• Work request 1: Return the part of the cutting-stock passage from "The most general" up to and including "possible cutting patterns.", copied exactly.
• Work request 2:
Answer the following questions using the cutting-stock passage.
(a) When $c_i=1$ and the constraint for the quantity to be produced is replaced by equality, what is the problem called?
(b) What does m denote?
(c) In the variation that does not minimize waste, what does the objective maximize instead?

• Provided passage:
[Start of section]
When $c_i=1$, the objective minimises the number of utilised master items and, if the constraint for the quantity to be produced is replaced by equality, it is called the bin packing problem.

The most general formulation has two-sided constraints (and in this case a minimum-waste solution may consume more than the minimum number of master items):

$q_j \le \sum_{i=1}^n a_{ij} x_i \le Q_j, \quad \quad \forall j=1,\dots,m$

This formulation applies not just to one-dimensional problems. Many variations are possible, including one where the objective is not to minimise the waste, but to maximise the total value of the produced items, allowing each order to have a different value.

In general, the number of possible patterns grows exponentially as a function of m, the number of orders. As the number of orders increases, it may therefore become impractical to enumerate the possible cutting patterns.
[End of section]
• Dataset extract:
[Start of section]
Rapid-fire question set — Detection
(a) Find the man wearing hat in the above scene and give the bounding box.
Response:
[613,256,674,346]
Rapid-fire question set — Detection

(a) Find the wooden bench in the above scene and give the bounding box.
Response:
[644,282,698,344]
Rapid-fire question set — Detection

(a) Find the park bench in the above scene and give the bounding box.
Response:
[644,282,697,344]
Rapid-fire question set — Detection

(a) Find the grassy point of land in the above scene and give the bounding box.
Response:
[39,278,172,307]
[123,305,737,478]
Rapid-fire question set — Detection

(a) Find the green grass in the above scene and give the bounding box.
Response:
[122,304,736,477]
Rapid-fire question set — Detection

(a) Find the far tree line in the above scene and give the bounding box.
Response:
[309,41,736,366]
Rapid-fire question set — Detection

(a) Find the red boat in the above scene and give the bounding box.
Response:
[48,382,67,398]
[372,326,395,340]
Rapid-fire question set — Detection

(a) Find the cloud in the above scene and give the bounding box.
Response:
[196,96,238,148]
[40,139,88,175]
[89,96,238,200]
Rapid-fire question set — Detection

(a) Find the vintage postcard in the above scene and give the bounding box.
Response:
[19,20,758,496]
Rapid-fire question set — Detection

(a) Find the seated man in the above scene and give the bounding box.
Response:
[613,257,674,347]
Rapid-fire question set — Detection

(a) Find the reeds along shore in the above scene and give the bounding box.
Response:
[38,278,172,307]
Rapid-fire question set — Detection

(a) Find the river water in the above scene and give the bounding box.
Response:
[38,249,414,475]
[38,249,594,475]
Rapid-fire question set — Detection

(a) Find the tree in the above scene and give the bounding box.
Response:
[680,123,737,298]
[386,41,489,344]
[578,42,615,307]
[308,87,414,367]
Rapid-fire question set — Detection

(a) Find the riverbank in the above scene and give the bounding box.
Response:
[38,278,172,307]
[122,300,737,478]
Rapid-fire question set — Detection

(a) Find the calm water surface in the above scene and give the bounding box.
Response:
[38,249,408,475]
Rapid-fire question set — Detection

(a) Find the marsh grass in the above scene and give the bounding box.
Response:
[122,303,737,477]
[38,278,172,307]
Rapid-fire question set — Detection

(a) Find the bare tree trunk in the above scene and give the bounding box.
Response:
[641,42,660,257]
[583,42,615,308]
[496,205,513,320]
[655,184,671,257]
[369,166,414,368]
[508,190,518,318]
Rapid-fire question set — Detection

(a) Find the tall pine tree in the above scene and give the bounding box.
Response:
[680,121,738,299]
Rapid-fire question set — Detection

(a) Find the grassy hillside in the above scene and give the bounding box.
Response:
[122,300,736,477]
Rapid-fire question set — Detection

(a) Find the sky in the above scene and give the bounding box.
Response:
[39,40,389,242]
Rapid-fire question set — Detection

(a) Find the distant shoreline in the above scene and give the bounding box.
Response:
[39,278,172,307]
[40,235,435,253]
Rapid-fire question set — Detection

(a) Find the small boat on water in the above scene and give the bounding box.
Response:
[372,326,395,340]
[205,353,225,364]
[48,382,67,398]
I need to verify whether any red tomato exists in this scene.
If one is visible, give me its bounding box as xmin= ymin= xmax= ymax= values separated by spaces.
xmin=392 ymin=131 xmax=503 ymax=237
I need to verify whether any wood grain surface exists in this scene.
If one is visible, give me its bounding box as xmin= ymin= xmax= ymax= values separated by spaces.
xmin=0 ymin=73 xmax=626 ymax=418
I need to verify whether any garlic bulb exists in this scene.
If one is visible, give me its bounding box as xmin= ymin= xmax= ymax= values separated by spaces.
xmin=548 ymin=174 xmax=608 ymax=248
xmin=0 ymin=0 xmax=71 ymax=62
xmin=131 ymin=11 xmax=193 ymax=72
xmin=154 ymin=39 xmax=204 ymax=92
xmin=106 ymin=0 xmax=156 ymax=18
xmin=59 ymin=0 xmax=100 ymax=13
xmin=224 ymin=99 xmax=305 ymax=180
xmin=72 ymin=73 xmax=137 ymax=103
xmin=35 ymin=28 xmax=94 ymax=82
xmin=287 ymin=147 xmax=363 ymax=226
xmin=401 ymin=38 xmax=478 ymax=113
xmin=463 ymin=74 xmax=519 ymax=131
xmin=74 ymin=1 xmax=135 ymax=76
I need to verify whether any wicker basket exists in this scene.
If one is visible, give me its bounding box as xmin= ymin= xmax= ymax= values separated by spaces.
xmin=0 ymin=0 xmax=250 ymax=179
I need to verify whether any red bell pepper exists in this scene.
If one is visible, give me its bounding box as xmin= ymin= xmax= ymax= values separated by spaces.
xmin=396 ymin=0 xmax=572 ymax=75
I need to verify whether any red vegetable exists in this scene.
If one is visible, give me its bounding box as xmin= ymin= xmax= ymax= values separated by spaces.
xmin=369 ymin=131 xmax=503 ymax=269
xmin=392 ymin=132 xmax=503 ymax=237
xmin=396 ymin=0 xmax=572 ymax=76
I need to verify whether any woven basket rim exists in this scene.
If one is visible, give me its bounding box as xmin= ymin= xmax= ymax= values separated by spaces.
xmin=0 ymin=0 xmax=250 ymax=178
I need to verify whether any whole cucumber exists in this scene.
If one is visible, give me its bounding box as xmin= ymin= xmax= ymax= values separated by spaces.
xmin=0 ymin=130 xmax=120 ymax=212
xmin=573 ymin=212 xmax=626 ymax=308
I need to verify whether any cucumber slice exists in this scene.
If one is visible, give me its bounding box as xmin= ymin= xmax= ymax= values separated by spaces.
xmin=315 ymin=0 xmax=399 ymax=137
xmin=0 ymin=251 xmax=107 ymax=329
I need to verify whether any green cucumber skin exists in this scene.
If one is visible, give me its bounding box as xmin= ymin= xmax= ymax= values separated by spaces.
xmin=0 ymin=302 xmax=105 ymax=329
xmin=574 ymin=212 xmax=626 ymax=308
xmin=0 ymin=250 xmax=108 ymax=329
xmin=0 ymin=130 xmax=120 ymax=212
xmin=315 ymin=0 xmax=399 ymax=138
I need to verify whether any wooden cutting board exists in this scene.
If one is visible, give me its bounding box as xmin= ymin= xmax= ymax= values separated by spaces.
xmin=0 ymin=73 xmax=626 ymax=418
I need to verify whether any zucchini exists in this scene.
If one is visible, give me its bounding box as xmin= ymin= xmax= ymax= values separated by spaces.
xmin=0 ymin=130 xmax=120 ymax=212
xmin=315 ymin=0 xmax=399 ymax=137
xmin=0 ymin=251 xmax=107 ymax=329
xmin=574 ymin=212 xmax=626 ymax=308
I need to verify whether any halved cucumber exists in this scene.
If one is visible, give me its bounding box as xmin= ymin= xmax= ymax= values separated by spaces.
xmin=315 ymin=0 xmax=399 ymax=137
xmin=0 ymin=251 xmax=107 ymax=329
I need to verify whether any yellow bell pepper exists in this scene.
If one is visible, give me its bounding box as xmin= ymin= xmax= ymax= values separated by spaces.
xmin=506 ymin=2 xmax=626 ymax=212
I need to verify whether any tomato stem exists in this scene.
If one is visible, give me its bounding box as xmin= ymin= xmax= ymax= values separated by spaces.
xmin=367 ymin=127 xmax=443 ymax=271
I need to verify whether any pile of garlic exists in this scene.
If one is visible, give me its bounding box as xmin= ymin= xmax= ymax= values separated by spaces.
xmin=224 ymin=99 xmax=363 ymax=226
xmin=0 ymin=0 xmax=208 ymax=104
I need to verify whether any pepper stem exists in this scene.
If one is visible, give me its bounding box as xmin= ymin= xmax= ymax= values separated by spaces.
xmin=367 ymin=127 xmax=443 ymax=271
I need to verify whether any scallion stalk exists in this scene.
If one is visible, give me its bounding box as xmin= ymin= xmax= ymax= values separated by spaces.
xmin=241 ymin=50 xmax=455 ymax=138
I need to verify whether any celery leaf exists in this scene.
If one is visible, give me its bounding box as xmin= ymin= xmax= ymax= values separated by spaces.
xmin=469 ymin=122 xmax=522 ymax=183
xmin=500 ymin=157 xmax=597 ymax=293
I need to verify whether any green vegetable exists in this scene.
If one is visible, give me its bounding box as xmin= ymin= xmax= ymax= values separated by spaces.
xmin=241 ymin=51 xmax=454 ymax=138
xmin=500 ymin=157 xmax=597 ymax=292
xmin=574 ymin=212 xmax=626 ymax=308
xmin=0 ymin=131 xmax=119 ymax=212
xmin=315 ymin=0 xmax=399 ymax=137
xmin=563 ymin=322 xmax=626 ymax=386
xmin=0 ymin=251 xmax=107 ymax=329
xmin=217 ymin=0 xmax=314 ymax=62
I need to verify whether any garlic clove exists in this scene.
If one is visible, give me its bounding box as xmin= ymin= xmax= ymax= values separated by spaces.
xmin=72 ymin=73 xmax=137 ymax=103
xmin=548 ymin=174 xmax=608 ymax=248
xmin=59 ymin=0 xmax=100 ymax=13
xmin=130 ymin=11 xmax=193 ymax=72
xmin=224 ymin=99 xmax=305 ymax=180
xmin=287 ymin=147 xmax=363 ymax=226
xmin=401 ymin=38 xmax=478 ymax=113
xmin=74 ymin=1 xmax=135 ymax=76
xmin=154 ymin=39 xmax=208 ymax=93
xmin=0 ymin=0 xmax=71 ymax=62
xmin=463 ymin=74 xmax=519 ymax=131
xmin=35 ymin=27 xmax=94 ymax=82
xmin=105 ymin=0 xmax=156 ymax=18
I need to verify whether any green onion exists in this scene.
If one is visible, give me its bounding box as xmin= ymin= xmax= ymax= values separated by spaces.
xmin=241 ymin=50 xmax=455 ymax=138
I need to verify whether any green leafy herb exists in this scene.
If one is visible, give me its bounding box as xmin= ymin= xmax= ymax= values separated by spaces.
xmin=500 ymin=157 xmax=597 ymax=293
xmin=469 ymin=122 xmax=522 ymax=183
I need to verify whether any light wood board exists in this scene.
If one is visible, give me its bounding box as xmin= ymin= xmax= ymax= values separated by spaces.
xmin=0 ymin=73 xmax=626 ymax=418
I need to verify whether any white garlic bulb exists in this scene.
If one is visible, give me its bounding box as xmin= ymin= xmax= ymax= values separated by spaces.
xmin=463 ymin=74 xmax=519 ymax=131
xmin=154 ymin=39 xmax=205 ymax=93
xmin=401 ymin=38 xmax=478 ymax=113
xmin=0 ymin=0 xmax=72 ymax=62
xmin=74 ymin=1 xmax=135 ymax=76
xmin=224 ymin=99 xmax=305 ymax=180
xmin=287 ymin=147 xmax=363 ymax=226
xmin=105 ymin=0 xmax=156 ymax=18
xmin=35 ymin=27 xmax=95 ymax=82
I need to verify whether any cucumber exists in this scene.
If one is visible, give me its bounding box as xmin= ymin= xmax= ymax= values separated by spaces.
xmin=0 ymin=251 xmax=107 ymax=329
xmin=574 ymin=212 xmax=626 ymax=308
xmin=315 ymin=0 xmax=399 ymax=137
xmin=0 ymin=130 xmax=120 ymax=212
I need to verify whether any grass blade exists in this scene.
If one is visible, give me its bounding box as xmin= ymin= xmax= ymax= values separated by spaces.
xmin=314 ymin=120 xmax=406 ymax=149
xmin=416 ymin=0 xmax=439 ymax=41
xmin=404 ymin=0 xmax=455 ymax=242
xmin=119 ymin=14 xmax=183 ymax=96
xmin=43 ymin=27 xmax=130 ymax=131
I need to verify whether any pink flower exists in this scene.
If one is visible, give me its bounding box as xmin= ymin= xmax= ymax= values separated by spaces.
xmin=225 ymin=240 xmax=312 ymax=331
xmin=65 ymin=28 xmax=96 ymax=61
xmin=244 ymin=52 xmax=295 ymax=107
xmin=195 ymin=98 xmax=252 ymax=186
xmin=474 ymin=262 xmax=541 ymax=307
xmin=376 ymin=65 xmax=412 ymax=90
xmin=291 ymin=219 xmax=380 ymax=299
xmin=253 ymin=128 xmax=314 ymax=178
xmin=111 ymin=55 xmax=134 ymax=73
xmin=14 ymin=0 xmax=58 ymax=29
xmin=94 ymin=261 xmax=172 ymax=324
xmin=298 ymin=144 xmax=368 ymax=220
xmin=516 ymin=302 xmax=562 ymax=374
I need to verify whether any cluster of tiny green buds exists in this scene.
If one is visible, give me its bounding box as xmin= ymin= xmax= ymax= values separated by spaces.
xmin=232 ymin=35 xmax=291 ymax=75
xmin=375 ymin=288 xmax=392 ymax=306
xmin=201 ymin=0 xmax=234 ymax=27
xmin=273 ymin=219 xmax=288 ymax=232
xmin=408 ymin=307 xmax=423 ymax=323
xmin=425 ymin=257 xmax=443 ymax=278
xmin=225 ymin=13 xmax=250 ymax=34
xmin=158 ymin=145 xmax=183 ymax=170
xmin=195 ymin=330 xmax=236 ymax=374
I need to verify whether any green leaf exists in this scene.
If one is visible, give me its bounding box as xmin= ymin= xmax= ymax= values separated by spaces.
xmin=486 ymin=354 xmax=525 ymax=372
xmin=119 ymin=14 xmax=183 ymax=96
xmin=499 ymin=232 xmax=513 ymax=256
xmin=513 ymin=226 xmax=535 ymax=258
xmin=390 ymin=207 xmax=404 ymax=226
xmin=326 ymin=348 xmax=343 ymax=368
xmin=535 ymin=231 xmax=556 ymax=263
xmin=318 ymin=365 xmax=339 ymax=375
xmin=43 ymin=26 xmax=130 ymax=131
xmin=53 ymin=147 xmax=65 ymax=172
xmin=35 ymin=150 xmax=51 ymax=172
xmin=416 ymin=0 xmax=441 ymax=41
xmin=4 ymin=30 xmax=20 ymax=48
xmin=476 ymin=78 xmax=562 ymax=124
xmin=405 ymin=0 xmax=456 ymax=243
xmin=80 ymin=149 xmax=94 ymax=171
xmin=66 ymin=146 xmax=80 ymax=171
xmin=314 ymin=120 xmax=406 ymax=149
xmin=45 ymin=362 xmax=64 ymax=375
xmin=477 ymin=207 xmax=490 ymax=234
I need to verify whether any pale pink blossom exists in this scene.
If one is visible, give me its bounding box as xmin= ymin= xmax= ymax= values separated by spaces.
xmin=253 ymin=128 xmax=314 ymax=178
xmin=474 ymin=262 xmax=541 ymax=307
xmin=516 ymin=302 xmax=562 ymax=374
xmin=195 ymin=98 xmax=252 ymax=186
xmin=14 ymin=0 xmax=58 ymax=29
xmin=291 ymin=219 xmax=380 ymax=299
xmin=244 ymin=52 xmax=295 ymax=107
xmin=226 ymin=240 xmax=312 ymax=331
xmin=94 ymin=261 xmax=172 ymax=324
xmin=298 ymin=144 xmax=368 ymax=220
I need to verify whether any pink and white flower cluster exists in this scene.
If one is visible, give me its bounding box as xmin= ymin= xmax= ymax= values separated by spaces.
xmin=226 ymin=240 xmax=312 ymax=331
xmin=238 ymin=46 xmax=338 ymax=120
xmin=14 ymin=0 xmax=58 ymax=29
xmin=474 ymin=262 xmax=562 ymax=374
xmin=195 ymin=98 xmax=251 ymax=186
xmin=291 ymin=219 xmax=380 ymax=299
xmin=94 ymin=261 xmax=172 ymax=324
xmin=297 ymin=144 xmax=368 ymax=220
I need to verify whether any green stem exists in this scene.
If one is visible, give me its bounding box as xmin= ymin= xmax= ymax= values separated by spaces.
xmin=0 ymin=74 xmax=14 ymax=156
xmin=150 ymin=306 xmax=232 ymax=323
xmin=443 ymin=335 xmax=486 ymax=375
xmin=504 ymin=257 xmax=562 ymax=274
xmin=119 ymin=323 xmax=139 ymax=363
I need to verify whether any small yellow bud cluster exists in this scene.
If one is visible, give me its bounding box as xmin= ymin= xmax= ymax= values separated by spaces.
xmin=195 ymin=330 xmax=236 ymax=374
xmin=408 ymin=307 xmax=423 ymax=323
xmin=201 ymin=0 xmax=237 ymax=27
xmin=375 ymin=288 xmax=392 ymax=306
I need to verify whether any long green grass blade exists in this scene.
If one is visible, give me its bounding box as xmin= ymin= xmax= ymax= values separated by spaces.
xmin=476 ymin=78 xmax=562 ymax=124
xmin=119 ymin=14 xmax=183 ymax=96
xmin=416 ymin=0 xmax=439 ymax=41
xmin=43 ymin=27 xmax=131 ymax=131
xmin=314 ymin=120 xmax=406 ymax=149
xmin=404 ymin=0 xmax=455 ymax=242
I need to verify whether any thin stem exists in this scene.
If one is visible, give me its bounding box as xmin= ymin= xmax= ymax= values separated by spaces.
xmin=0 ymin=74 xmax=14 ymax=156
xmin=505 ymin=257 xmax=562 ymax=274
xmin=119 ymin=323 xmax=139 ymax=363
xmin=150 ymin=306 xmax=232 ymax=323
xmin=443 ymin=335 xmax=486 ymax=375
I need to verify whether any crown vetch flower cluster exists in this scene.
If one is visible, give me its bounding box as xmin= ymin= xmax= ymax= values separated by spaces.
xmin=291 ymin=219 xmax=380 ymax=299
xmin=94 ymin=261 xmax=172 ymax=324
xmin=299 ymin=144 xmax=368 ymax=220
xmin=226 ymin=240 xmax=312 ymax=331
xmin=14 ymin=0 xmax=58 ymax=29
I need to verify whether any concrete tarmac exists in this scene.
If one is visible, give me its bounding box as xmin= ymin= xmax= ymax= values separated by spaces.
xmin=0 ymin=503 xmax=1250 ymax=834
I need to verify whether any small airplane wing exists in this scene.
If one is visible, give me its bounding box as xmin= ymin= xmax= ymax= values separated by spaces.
[End of section]
• Reply 1:
The most general formulation has two-sided constraints (and in this case a minimum-waste solution may consume more than the minimum number of master items):

$q_j \le \sum_{i=1}^n a_{ij} x_i \le Q_j, \quad \quad \forall j=1,\dots,m$

This formulation applies not just to one-dimensional problems. Many variations are possible, including one where the objective is not to minimise the waste, but to maximise the total value of the produced items, allowing each order to have a different value.

In general, the number of possible patterns grows exponentially as a function of m, the number of orders. As the number of orders increases, it may therefore become impractical to enumerate the possible cutting patterns.

• Reply 2:
(a) The bin packing problem.
(b) The number of orders.
(c) The total value of the produced items.